> [DESCRIPTION OF THE TASK]:
From the records below, transcribe exactly the lines that begin at the line with "Target: orange traffic cone" and end at the line with "Mark the person in black", both included.

[Opening INFORMATION GIVEN section]

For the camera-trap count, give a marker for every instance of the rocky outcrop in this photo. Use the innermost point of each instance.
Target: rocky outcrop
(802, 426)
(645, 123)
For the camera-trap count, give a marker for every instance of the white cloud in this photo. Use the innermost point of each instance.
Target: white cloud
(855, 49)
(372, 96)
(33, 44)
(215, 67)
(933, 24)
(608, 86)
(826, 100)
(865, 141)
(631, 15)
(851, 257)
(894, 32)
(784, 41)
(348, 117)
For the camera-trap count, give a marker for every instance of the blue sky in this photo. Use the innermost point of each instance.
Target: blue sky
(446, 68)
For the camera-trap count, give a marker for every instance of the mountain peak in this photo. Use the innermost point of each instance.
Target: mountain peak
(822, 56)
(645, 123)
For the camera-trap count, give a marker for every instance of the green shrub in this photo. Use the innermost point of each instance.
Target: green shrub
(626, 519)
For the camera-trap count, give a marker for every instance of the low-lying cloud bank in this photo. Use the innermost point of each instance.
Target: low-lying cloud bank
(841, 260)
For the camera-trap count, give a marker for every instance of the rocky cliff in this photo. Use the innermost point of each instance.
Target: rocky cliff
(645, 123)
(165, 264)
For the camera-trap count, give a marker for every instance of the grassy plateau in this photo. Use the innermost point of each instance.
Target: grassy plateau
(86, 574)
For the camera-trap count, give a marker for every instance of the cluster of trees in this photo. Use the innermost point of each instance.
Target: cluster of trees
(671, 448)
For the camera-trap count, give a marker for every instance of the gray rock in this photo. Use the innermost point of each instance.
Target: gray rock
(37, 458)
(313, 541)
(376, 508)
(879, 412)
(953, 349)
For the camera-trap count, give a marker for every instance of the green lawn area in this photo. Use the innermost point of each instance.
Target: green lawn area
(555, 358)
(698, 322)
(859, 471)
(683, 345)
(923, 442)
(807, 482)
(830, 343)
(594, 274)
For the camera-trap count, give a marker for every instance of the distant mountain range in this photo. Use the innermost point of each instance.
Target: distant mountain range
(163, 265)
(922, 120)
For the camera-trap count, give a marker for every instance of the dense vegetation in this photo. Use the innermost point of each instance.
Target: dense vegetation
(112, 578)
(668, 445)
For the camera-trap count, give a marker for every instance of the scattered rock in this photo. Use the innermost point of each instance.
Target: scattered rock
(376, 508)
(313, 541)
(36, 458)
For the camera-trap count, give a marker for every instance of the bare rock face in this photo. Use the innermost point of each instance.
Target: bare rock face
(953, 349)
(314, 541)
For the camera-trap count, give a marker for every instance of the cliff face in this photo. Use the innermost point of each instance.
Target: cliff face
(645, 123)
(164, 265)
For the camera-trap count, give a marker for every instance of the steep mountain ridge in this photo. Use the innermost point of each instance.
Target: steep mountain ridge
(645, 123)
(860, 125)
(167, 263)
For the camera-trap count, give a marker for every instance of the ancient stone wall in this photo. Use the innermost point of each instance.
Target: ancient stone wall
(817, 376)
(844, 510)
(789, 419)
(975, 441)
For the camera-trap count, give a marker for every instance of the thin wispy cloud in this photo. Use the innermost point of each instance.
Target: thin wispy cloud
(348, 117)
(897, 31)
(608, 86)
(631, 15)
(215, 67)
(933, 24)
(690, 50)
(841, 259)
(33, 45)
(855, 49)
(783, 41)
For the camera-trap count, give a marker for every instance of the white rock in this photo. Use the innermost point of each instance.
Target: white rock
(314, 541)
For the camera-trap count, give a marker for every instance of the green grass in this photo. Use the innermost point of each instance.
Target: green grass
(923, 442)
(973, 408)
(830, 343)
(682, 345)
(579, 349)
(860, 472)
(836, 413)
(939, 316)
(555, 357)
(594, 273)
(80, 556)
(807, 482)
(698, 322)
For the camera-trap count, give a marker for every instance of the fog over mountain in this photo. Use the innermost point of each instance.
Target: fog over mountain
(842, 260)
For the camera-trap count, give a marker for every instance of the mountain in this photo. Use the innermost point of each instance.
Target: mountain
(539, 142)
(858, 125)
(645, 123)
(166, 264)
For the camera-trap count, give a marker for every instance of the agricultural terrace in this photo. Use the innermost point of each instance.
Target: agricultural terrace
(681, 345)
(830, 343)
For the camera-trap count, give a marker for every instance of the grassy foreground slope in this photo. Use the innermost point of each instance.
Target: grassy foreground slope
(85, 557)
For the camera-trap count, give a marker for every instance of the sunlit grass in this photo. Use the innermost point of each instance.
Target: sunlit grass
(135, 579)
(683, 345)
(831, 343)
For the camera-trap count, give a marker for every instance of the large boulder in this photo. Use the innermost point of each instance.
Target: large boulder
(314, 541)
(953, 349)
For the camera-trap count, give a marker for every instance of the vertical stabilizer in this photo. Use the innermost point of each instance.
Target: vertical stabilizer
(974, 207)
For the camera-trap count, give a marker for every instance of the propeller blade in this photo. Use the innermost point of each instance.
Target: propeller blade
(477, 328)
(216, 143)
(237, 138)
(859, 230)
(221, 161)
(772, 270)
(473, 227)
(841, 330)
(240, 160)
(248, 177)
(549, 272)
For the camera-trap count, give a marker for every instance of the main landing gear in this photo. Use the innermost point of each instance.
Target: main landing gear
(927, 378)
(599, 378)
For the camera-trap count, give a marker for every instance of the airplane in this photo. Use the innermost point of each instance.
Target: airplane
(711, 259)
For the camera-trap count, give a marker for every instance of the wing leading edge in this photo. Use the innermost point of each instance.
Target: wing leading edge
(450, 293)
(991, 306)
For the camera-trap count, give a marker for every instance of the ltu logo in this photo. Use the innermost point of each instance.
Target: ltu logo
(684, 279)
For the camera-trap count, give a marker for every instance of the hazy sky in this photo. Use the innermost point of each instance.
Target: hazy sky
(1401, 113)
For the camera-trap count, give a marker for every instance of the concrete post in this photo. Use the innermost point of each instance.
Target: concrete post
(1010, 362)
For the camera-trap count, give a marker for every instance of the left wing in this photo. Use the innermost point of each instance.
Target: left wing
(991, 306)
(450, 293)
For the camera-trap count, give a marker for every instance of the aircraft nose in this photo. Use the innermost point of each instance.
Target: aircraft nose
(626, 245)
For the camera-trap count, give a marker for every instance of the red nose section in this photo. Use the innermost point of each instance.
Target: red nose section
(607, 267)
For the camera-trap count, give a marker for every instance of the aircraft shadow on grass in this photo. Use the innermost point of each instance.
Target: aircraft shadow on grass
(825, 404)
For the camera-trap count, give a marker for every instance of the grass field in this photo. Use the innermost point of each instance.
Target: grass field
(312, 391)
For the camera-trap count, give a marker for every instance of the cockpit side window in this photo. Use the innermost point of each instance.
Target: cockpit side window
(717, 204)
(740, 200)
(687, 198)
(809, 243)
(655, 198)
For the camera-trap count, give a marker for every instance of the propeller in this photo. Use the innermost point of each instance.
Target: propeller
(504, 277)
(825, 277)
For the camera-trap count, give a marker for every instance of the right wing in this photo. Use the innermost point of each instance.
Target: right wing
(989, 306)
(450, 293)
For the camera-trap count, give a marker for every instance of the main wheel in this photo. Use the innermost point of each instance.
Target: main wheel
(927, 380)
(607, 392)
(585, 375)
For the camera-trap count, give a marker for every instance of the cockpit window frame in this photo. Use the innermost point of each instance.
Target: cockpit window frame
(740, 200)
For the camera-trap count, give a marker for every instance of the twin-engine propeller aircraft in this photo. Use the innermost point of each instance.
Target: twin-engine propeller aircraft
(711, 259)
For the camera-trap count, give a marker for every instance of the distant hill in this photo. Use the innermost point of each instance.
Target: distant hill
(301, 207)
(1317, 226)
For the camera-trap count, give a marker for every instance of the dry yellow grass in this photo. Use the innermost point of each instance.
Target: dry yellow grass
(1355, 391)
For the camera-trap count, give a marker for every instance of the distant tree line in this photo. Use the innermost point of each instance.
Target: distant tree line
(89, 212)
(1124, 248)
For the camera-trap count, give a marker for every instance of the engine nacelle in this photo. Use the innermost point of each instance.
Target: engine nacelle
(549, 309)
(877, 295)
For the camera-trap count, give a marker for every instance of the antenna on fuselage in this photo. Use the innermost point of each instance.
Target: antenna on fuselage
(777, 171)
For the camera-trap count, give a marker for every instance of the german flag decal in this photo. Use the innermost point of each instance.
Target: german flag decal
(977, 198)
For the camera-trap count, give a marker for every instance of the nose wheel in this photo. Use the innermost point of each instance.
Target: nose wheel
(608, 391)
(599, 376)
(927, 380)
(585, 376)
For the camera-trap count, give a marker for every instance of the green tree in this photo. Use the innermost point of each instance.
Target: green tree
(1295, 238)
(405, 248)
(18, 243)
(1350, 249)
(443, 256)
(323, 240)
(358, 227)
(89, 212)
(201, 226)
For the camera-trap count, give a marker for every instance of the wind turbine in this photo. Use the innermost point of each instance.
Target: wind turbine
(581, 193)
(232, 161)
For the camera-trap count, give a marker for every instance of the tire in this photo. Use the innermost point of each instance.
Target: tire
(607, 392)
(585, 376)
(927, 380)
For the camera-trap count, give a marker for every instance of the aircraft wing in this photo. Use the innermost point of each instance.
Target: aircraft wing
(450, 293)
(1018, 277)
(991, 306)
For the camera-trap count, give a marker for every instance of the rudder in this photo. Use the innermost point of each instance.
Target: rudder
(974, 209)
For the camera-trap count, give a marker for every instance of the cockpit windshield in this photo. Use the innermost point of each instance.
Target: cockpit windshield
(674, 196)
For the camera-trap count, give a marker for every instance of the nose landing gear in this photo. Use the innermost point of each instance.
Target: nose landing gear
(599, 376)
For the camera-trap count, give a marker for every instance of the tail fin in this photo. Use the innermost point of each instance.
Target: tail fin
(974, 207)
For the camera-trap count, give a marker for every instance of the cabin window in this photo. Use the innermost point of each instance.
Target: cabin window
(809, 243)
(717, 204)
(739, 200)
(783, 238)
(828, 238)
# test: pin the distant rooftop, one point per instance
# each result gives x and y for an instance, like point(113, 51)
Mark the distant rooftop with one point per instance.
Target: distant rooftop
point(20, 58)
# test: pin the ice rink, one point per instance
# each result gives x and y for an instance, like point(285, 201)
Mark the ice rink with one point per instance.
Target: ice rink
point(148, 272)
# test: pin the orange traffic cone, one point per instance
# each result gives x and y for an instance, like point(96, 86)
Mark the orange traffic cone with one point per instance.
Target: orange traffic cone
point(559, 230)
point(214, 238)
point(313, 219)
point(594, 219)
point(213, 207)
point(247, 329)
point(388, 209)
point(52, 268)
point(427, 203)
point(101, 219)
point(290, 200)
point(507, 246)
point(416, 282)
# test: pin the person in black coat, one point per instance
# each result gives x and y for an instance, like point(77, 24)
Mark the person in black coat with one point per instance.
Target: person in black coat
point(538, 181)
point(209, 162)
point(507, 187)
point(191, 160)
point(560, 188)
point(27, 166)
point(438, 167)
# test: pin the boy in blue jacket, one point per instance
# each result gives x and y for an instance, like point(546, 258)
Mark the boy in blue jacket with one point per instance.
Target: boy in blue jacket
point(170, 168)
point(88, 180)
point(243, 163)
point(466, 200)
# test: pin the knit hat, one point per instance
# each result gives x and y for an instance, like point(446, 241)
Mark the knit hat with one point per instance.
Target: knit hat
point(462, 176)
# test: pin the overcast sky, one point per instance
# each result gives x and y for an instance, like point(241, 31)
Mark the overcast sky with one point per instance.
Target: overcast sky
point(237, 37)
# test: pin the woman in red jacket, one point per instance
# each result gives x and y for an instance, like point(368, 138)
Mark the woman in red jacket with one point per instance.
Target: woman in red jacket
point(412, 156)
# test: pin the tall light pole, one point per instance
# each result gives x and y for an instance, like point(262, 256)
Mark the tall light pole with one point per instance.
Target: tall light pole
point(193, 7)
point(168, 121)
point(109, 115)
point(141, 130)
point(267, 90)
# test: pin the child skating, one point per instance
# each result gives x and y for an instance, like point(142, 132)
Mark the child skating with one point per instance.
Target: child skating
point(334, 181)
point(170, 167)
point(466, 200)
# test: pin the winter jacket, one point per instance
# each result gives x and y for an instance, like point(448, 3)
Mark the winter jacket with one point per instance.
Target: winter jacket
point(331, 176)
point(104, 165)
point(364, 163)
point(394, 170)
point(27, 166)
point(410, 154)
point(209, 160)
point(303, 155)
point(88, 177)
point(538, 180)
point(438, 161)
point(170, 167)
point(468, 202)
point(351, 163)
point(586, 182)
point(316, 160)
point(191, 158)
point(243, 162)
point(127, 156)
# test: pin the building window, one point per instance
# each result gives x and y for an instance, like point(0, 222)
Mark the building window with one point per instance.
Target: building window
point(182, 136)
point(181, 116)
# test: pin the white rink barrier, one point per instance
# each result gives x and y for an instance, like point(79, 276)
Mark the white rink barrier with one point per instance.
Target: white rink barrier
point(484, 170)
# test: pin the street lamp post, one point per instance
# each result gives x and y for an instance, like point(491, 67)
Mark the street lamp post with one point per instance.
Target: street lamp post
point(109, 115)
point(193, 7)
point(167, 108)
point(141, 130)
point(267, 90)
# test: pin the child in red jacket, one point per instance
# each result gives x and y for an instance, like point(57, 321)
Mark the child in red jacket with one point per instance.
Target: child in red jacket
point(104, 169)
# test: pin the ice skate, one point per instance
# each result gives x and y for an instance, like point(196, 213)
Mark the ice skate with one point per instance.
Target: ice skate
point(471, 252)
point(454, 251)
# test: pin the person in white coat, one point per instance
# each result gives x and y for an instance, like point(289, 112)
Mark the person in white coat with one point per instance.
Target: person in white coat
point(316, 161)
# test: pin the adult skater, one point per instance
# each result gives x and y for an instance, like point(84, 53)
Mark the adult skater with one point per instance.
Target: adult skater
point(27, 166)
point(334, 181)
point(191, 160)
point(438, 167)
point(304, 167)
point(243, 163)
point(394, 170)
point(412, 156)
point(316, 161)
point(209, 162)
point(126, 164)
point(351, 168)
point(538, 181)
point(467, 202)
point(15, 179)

[Closing INFORMATION GIVEN section]

> [RESPONSE AREA]:
Target: orange traffic cone
point(559, 230)
point(214, 238)
point(313, 219)
point(594, 219)
point(213, 207)
point(247, 329)
point(388, 209)
point(52, 268)
point(427, 203)
point(101, 219)
point(290, 200)
point(507, 246)
point(416, 282)
# test: pin the person in black coat, one point per instance
# each result gives x and y for an instance, like point(77, 24)
Mark the person in black coat with one point per instance.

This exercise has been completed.